- _WRITTEN TASK_:
Reproduce word for word the stretch from the start of the records through the line containing "[93,80,148,216]", including both ends. Leave the pictures out of your answer.

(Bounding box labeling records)
'''

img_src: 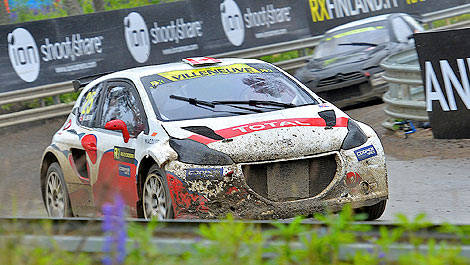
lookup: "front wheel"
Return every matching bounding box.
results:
[44,163,72,218]
[142,165,173,220]
[356,200,387,221]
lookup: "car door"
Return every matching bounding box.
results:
[93,80,148,216]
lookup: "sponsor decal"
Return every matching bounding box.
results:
[144,138,158,144]
[309,0,398,22]
[406,0,426,5]
[220,0,292,46]
[7,28,40,83]
[114,146,135,164]
[186,168,224,180]
[189,117,348,144]
[80,134,98,164]
[62,119,72,131]
[354,145,377,161]
[118,164,131,178]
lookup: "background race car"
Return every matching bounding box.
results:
[295,14,424,107]
[41,58,388,219]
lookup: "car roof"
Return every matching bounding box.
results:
[326,13,403,34]
[96,58,266,82]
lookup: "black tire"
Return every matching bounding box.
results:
[140,165,174,220]
[356,200,387,221]
[43,162,73,218]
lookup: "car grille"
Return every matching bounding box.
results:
[242,155,336,202]
[317,72,364,87]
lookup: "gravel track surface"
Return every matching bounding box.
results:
[0,104,470,223]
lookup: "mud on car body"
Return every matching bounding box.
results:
[295,13,424,108]
[41,57,388,219]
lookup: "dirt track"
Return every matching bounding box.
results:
[0,104,470,222]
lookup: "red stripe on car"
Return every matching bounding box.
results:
[188,117,348,144]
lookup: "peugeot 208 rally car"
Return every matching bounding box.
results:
[40,57,388,219]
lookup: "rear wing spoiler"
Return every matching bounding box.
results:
[72,72,114,92]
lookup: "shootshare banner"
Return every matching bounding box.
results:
[415,29,470,139]
[0,0,468,93]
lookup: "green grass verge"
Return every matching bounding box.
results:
[0,207,470,265]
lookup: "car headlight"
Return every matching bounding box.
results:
[170,138,234,166]
[341,119,367,150]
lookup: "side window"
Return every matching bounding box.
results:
[100,82,145,136]
[392,17,413,42]
[78,83,103,127]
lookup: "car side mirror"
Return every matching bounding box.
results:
[104,120,130,143]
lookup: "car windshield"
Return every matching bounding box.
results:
[313,21,390,59]
[141,64,318,121]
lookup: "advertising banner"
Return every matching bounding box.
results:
[187,0,311,54]
[306,0,468,35]
[415,29,470,139]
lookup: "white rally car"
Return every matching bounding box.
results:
[40,57,388,220]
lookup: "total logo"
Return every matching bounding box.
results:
[124,12,203,63]
[8,28,40,83]
[220,0,292,46]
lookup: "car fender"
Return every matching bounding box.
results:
[140,139,178,168]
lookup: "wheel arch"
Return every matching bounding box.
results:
[136,155,158,218]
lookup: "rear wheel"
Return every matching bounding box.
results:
[44,162,72,217]
[356,200,387,221]
[142,165,173,220]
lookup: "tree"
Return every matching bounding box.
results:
[0,0,10,24]
[63,0,83,16]
[93,0,104,12]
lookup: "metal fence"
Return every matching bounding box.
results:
[0,4,470,128]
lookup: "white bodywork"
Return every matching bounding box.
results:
[41,59,388,219]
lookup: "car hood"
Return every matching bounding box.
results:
[163,105,348,163]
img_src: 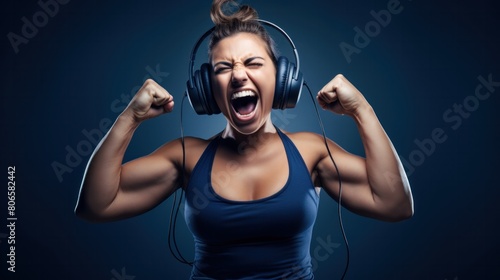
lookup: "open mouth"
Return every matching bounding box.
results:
[231,90,258,116]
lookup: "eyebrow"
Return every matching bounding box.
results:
[213,56,265,68]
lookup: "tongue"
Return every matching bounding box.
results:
[232,97,256,115]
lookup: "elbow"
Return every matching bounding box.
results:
[74,204,108,223]
[384,203,415,222]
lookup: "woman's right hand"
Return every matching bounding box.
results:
[124,79,174,123]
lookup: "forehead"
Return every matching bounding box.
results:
[211,32,269,62]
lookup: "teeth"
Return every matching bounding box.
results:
[231,90,255,100]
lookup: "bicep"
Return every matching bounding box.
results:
[100,144,180,219]
[316,141,376,216]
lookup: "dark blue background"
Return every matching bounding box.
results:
[0,0,500,280]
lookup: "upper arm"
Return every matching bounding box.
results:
[98,140,182,220]
[315,136,378,218]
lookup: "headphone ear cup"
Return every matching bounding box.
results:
[187,63,220,115]
[273,56,289,109]
[273,56,304,110]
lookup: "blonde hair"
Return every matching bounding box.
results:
[208,0,277,65]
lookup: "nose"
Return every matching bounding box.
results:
[231,63,248,87]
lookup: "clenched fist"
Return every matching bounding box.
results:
[125,79,174,122]
[316,74,369,116]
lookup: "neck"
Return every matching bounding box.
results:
[221,118,276,148]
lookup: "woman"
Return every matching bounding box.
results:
[75,0,413,279]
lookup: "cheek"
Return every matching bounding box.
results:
[211,77,226,112]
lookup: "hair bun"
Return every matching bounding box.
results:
[210,0,259,25]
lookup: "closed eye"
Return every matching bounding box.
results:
[214,61,233,75]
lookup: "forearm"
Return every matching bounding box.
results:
[75,113,138,219]
[354,104,413,216]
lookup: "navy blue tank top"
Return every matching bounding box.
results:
[184,130,319,280]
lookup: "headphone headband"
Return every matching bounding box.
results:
[188,19,300,85]
[186,19,304,115]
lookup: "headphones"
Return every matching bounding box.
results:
[186,19,304,115]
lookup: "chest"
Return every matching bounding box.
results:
[211,137,290,201]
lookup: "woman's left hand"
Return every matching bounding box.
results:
[316,74,369,116]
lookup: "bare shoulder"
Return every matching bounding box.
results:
[285,131,333,152]
[285,131,331,172]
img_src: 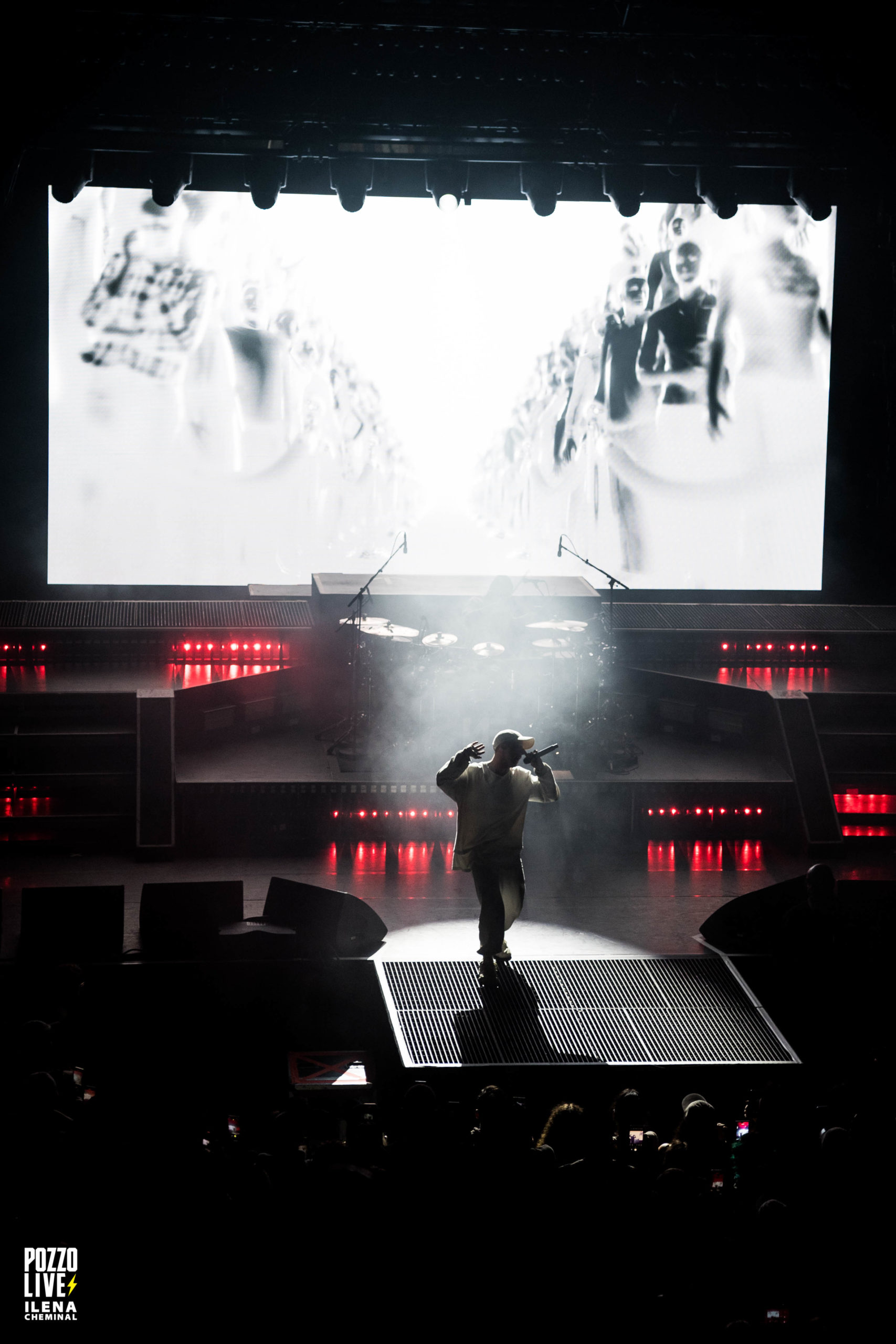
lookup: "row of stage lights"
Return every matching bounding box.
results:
[331,808,454,821]
[646,808,762,821]
[171,640,282,658]
[719,640,830,663]
[3,638,282,662]
[51,151,831,220]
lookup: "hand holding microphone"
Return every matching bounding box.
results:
[523,742,560,774]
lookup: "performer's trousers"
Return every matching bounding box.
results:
[470,859,525,957]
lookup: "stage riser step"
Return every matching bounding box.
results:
[818,731,896,770]
[377,957,797,1067]
[809,691,896,732]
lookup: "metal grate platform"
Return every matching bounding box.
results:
[376,957,798,1067]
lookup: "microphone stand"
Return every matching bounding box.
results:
[326,532,407,755]
[557,533,630,640]
[557,532,629,769]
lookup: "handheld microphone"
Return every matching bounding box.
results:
[523,742,560,763]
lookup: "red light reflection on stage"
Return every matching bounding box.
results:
[176,663,271,689]
[834,793,896,816]
[352,840,385,874]
[398,840,434,876]
[732,840,766,872]
[688,840,724,872]
[3,789,52,817]
[648,840,676,872]
[648,840,766,872]
[745,668,775,691]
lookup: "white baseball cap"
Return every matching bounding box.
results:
[492,729,535,751]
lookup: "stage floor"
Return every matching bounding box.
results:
[658,663,896,695]
[176,729,790,783]
[0,828,896,960]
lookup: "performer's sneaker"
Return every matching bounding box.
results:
[476,942,513,961]
[480,957,498,985]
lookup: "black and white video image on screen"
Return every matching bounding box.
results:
[48,187,836,590]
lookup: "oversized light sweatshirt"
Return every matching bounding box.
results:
[435,751,560,872]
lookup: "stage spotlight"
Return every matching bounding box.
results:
[697,168,737,219]
[520,164,563,215]
[149,154,194,206]
[787,168,833,222]
[426,159,470,211]
[50,153,93,206]
[329,159,373,212]
[603,164,644,219]
[246,154,289,209]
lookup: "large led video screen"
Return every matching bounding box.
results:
[48,187,836,590]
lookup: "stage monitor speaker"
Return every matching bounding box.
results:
[140,881,243,957]
[265,878,388,957]
[700,876,806,953]
[19,886,125,961]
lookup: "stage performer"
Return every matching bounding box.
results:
[435,729,560,985]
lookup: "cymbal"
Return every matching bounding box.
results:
[339,615,388,632]
[367,621,420,640]
[526,621,588,634]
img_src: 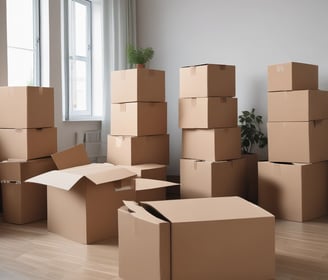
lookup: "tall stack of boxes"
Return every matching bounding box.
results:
[0,87,57,224]
[258,62,328,222]
[107,69,169,180]
[179,64,246,198]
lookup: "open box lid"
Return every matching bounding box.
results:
[26,163,136,191]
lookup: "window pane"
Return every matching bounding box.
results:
[7,0,33,50]
[8,48,34,86]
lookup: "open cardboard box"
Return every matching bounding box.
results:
[27,145,176,244]
[118,197,275,280]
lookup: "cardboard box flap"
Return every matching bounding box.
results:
[135,178,178,191]
[123,200,167,224]
[141,196,274,223]
[51,144,90,169]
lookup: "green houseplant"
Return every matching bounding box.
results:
[238,108,268,154]
[127,45,154,68]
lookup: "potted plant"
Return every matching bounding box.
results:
[238,108,268,203]
[127,45,154,68]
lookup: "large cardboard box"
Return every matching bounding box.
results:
[268,62,318,91]
[0,157,56,224]
[107,134,169,165]
[180,64,236,98]
[0,86,54,128]
[180,158,247,198]
[182,127,241,161]
[267,119,328,163]
[258,161,328,222]
[0,127,57,160]
[118,197,275,280]
[179,97,238,128]
[268,90,328,122]
[111,69,165,103]
[111,102,167,136]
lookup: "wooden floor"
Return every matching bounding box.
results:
[0,217,328,280]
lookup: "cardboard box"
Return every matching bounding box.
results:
[182,127,241,161]
[268,90,328,122]
[258,161,328,222]
[118,197,275,280]
[0,86,54,128]
[268,62,318,91]
[107,134,169,165]
[0,127,57,160]
[180,64,236,98]
[180,158,247,198]
[111,102,167,136]
[267,119,328,163]
[179,97,238,128]
[0,157,56,224]
[111,69,165,103]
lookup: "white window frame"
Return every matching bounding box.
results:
[63,0,92,120]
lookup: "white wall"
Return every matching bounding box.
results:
[137,0,328,174]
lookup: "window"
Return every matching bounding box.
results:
[65,0,92,119]
[6,0,41,86]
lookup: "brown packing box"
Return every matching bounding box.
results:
[118,197,275,280]
[111,102,167,136]
[267,119,328,163]
[180,158,247,198]
[258,161,328,222]
[111,69,165,103]
[0,157,56,224]
[180,64,236,98]
[182,127,241,161]
[0,127,57,160]
[107,134,169,165]
[27,145,177,244]
[0,86,54,128]
[268,90,328,122]
[268,62,318,91]
[179,97,238,128]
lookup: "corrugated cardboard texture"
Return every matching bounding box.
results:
[0,86,54,128]
[111,102,167,136]
[111,69,165,103]
[268,62,318,91]
[267,119,328,163]
[180,158,247,198]
[268,90,328,122]
[107,134,169,165]
[0,127,57,160]
[182,127,241,161]
[258,161,328,222]
[179,97,238,128]
[180,64,236,98]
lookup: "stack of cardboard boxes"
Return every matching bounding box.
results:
[0,87,57,224]
[179,64,246,198]
[258,62,328,222]
[107,69,169,199]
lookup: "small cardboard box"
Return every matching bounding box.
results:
[180,158,247,198]
[107,134,169,165]
[118,197,275,280]
[258,161,328,222]
[180,64,236,98]
[111,102,167,136]
[179,97,238,128]
[268,62,318,91]
[268,90,328,122]
[0,127,57,160]
[0,157,56,224]
[182,127,241,161]
[267,119,328,163]
[0,86,54,128]
[111,69,165,103]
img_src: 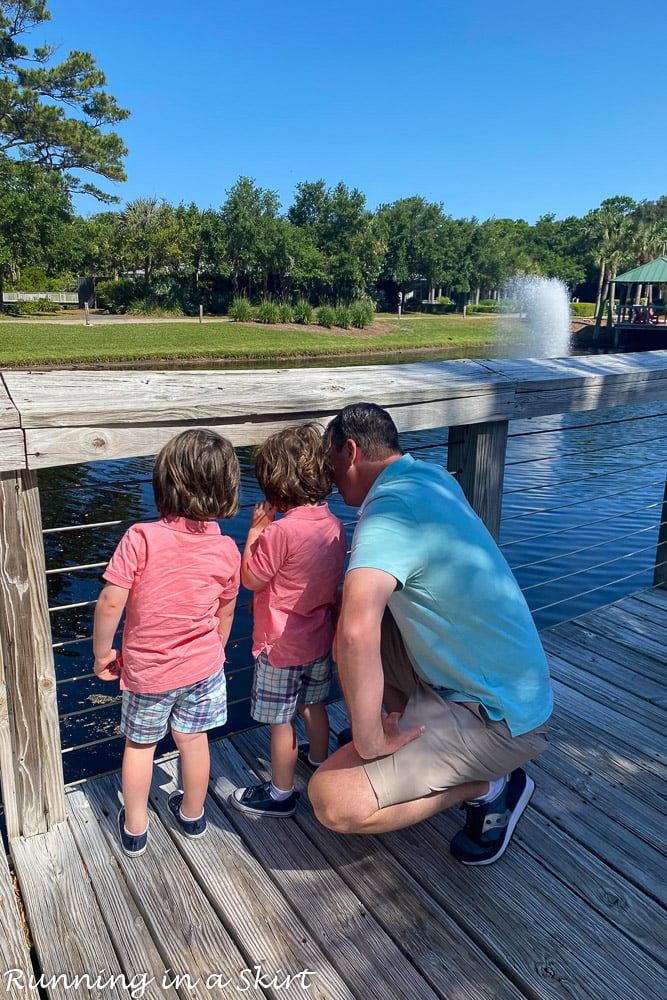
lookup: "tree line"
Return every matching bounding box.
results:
[0,0,667,312]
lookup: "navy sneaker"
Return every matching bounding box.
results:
[229,781,299,819]
[118,806,148,858]
[338,726,352,747]
[167,788,206,840]
[299,743,322,771]
[449,767,535,865]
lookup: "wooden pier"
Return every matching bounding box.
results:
[0,590,667,1000]
[0,352,667,1000]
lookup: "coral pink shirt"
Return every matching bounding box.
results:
[248,503,347,667]
[103,517,241,693]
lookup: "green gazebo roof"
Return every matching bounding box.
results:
[611,257,667,285]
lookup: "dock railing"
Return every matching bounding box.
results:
[0,352,667,840]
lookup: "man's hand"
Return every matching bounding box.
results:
[354,712,426,760]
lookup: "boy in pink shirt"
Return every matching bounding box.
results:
[93,429,241,857]
[230,424,347,818]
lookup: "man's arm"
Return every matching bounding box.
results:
[336,568,424,760]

'''

- _THE COMPLETED TASK_:
img_src: 
lookup: "front wheel"
Return every matching bounding box.
results:
[44,163,72,218]
[142,165,173,220]
[356,200,387,221]
lookup: "car door"
Return every matching bounding box.
results:
[93,80,148,216]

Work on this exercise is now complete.